▸ WHAT TO DO
Return the stretch of the news article below on Iran's ozone project with UNEP from "Shina Ansari, Iran's" up to and including "reporters, IRNA reported.", copied word for word.

▸ PASSAGE TO READ
Iran, UNEP clinch ozone-depleting gases project as sanctions bite

Shina Ansari, Iran's vice president and head of the Department of Environment, clinched a UNEP-backed project on Tuesday to slash ozone-depleting gases across key sectors, UN Environment Programme executive director Inger Andersen announced on the sidelines of the UN Environment Assembly (UNEA-7) in Nairobi.​
The deal, rolled out with UNEP financial backing during the December 9-12 summit, targets hydrochlorofluorocarbons (HCFCs) in refrigeration and foams to meet Iran's Montreal Protocol commitments by 2025, Ansari told IRNA reporters, IRNA reported.
She hammered home the sanctions drag. "UN bodies must fast-track green tech transfers and lock in Iran's fair slice of global funding." Droughts, dust storms battering southwest Asia, shrunken wetlands like Hamoun, choked by upstream Afghan dams, and border water woes topped her pitch to Andersen.​
Andersen rued the "unjust sanctions" stifling progress but saluted Iran's dust storm initiative. "UNEP's work stays non-political, tied to our shared fate," she said, pushing to "iron out hurdles" for broader ties.
Iran eyes UNEP muscle on cross-border wetlands and eco-friendly oil flaring fixes amid its green diplomacy drive.​
Oman's UNEA-7 president Abdullah bin Ali Al Amri, steering the talks for over 170 ministers, thanked Iran for "constructive backing" that smoothed consensus hunts.
"Iran's input keeps us on track," he told Ansari, with days left to seal resolutions on climate, biodiversity, and plastics.

[Records from a data collection]
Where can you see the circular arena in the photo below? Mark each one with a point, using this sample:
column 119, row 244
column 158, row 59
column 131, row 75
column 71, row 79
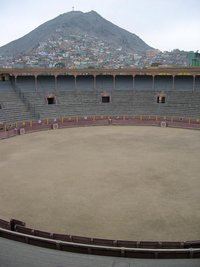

▸ TASK OUTPUT
Shina Ansari, Iran's vice president and head of the Department of Environment, clinched a UNEP-backed project on Tuesday to slash ozone-depleting gases across key sectors, UN Environment Programme executive director Inger Andersen announced on the sidelines of the UN Environment Assembly (UNEA-7) in Nairobi.​
The deal, rolled out with UNEP financial backing during the December 9-12 summit, targets hydrochlorofluorocarbons (HCFCs) in refrigeration and foams to meet Iran's Montreal Protocol commitments by 2025, Ansari told IRNA reporters, IRNA reported.